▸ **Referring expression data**
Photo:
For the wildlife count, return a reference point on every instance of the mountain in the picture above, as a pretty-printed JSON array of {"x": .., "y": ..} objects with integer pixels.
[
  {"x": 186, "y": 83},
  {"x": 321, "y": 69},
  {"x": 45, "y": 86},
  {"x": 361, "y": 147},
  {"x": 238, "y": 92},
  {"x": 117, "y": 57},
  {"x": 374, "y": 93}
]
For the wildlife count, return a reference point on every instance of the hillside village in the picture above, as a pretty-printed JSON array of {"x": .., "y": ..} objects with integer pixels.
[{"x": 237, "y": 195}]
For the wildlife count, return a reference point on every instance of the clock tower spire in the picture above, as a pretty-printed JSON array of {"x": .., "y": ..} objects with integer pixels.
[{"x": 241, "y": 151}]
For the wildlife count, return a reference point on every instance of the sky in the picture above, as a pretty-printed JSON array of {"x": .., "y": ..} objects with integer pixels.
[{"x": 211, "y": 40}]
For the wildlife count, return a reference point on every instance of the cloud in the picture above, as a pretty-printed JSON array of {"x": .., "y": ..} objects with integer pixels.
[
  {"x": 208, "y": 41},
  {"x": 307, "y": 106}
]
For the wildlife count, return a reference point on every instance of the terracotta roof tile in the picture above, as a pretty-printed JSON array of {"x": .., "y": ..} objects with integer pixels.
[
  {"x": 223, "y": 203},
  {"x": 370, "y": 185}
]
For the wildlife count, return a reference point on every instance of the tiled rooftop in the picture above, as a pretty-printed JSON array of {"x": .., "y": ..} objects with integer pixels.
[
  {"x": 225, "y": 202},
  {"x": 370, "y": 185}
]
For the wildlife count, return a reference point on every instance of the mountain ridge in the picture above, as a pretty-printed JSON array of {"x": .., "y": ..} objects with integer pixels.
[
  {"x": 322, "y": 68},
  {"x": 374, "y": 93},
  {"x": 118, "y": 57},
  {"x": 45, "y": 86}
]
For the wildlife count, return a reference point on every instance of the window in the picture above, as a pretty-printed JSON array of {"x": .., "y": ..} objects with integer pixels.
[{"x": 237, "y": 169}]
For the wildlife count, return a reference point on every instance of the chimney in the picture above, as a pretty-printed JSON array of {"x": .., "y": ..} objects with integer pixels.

▸ **Problem description**
Set down every entry exactly as it appears.

▸ **Answer section**
Photo:
For the wildlife count, return a reference point on every instance of the mountain in the picture above, as a pretty-printed JSON array of {"x": .., "y": ..} objects with integer pixels.
[
  {"x": 186, "y": 83},
  {"x": 321, "y": 69},
  {"x": 45, "y": 86},
  {"x": 361, "y": 147},
  {"x": 238, "y": 92},
  {"x": 117, "y": 57},
  {"x": 374, "y": 93}
]
For the wildlife count, return a reference point on every instance of the hillside village in the picture above, as a pretty-printed JSON array of {"x": .., "y": ..} objects with integer pixels.
[{"x": 237, "y": 195}]
For the wildlife count, return a reference point on every instance of the clock tower spire in the picture above, as a pretty-printed JSON array of {"x": .., "y": ..} objects with integer pixels.
[{"x": 241, "y": 151}]
For the wildlife count, return a reference point on every instance of the sky in the picture above, as a pretty-printed JSON array of {"x": .., "y": ..} objects with integer pixels.
[{"x": 211, "y": 40}]
For the wildlife count, return a reference point on every instance of the cloud in the picture above, as a pretty-printed JSON array of {"x": .., "y": ..} objects with integer pixels.
[
  {"x": 208, "y": 41},
  {"x": 307, "y": 106}
]
For the wildlife count, return a reference point on every instance of the terracotta roof tile in the picture above, as a pretty-printed JSON array of {"x": .., "y": ..} objects with integer pixels.
[
  {"x": 223, "y": 203},
  {"x": 370, "y": 185}
]
For the wildlife count, return a reference point on every instance of the tiled rooftop in the picture above, as a pretty-printed JSON array of {"x": .., "y": ..} objects with integer pixels.
[
  {"x": 225, "y": 202},
  {"x": 370, "y": 185}
]
For the wildlife count, return a reference point on every instance of the mountain ridge in the picture above, as a pretty-printed JSON array of {"x": .., "y": ..} objects with integer pixels.
[
  {"x": 322, "y": 68},
  {"x": 374, "y": 93},
  {"x": 118, "y": 57},
  {"x": 45, "y": 86}
]
For the wildlife count, return a reference point on every instance of the window in the picture above, as a pretty-printed JSON array of {"x": .., "y": ..} objects with integer pixels.
[{"x": 237, "y": 169}]
For the wildlife count, return a reference point on every instance of the chimney in the picture above, as a pretty-printed JSON array of {"x": .., "y": ..} objects with integer pixels.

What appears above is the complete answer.